* _Tarefa proposta_
Reescreva somente as entradas que vão da linha que contém "the grass in the photo above." até a linha que contém "(1020, 213)", inclusive. Troque "camera-trap tally" por "camera-trap survey" em todas as ocorrências e mantenha todo o resto inalterado.

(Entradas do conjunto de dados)

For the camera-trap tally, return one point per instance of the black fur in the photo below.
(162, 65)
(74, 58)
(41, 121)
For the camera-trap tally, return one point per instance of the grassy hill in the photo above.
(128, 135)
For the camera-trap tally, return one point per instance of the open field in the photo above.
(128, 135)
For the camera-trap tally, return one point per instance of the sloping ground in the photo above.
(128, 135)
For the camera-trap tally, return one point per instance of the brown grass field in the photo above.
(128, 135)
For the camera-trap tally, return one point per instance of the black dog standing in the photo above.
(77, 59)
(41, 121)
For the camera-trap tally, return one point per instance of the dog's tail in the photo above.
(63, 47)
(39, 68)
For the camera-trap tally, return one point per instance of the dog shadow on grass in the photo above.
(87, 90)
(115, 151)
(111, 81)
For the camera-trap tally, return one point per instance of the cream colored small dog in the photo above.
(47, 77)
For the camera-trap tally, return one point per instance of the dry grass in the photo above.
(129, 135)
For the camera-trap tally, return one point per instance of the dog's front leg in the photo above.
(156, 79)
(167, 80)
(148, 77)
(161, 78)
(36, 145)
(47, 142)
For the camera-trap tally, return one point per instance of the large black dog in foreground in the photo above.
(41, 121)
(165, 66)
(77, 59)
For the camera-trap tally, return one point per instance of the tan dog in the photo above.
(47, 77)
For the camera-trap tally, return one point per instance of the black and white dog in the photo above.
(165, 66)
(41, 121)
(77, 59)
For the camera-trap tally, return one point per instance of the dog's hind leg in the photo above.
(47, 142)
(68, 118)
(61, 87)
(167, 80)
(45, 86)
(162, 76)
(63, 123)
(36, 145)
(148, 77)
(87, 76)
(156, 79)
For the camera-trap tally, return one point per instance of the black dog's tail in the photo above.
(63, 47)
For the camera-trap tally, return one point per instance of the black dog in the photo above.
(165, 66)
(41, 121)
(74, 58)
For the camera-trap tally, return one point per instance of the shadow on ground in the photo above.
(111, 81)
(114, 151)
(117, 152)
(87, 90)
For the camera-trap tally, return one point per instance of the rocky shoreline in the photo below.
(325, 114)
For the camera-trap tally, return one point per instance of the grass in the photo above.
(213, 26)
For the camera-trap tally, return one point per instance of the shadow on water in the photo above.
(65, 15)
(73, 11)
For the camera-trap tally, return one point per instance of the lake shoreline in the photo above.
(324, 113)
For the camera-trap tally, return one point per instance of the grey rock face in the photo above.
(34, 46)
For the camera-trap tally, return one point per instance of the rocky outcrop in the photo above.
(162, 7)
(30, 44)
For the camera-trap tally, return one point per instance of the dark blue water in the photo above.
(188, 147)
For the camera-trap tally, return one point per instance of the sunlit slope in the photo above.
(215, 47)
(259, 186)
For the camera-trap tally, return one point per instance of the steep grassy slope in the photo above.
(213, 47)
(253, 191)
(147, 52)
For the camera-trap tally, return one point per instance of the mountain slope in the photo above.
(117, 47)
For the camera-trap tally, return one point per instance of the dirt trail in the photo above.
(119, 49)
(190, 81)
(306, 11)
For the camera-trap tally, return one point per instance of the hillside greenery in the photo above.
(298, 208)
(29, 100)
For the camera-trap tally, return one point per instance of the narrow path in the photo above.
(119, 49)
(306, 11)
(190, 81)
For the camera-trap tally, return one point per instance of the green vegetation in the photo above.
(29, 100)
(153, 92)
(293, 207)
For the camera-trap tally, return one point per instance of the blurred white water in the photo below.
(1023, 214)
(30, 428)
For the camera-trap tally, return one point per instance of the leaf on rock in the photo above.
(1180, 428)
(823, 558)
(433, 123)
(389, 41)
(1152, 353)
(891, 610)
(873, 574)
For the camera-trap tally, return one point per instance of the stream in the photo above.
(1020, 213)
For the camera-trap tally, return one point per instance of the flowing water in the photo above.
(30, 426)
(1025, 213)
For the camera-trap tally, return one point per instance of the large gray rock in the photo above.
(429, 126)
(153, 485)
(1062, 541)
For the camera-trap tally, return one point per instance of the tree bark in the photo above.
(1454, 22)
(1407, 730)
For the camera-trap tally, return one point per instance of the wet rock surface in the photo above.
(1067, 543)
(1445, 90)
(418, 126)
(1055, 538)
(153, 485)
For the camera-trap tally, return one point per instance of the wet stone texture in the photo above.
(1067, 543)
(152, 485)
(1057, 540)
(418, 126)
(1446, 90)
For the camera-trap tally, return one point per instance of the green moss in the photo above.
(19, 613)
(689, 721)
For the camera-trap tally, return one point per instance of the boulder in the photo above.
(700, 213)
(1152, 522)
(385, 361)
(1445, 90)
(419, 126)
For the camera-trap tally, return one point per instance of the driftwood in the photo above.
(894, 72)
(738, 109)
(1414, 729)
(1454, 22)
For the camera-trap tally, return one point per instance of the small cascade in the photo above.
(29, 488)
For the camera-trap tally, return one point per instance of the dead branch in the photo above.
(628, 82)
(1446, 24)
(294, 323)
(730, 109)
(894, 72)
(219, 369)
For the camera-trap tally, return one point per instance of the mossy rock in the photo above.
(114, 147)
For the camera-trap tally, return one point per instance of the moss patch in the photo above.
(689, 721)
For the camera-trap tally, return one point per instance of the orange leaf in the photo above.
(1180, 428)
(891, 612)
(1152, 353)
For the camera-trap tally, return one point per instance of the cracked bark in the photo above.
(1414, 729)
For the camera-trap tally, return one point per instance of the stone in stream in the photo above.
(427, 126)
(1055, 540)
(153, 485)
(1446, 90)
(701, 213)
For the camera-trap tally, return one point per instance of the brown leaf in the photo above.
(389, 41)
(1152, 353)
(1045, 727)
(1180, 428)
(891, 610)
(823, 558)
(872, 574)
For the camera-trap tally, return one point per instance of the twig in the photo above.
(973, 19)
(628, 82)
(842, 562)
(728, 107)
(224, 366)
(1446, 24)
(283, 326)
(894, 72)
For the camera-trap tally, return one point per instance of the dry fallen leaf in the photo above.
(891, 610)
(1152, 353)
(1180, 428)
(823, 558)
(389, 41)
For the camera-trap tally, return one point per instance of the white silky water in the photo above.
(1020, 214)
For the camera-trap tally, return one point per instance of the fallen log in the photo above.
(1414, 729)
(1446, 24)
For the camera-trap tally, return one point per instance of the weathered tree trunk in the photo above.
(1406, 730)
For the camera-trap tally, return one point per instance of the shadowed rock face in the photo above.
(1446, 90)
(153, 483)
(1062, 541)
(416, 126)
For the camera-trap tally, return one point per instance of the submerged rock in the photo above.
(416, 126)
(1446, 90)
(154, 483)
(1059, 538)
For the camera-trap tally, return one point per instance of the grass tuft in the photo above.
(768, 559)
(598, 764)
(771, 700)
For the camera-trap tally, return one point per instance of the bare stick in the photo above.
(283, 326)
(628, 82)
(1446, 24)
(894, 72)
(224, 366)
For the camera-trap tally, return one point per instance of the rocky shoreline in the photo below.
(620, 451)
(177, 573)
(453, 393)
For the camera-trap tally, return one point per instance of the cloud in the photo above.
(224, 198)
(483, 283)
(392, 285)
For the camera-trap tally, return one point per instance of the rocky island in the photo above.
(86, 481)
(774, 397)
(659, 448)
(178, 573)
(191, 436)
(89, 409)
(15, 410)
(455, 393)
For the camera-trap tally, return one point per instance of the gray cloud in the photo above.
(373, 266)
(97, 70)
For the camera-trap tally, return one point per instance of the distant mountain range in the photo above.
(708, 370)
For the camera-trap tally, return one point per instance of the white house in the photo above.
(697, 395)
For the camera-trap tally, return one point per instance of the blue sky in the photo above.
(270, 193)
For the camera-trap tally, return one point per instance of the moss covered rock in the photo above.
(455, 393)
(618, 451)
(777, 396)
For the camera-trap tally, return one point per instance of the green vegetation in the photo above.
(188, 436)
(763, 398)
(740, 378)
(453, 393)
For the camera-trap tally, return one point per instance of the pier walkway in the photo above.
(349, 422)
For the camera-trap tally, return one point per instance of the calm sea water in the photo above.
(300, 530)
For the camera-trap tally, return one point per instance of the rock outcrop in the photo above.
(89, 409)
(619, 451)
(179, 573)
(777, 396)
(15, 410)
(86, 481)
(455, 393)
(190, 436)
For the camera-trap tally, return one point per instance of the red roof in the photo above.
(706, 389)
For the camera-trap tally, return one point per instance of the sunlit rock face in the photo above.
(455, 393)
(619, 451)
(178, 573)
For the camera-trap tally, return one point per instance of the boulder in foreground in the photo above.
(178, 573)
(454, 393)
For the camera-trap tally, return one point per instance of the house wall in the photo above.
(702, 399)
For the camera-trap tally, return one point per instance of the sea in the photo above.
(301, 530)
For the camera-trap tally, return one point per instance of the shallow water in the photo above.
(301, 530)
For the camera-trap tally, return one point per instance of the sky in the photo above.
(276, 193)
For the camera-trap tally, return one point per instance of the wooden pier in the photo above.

* _Resultado do exercício_
For the camera-trap survey, return one point per instance of the grass in the photo above.
(213, 26)
For the camera-trap survey, return one point per instance of the shadow on water in the photo above.
(65, 15)
(73, 11)
For the camera-trap survey, return one point per instance of the lake shoreline in the photo above.
(324, 113)
For the camera-trap survey, return one point per instance of the grey rock face in the photo above.
(34, 46)
For the camera-trap survey, return one point per instance of the rocky outcrop in the photo above.
(162, 7)
(30, 44)
For the camera-trap survey, return one point per instance of the dark blue water in the photo above.
(188, 147)
For the camera-trap survey, return one point per instance of the sunlit slope in the photo above.
(215, 47)
(259, 186)
For the camera-trap survey, return one point per instance of the steep grassy slope in the photo above.
(213, 47)
(253, 191)
(147, 52)
For the camera-trap survey, return one point per instance of the mountain slope in the photo above.
(117, 47)
For the camera-trap survey, return one point per instance of the dirt trail in the photo above.
(119, 49)
(190, 81)
(306, 11)
For the camera-trap survey, return one point per instance of the hillside greenery in the photo above.
(298, 208)
(29, 100)
For the camera-trap survey, return one point per instance of the narrow path in the photo above.
(119, 49)
(306, 11)
(190, 81)
For the camera-trap survey, return one point per instance of the green vegetation in the photo above.
(29, 100)
(153, 92)
(293, 207)
For the camera-trap survey, return one point per instance of the blurred white water in the photo below.
(1023, 214)
(30, 428)
For the camera-trap survey, return one point per instance of the leaf on rock in the photo above.
(1180, 428)
(823, 558)
(433, 123)
(389, 41)
(1152, 353)
(891, 610)
(873, 574)
For the camera-trap survey, return one point per instance of the stream in the photo above.
(1020, 213)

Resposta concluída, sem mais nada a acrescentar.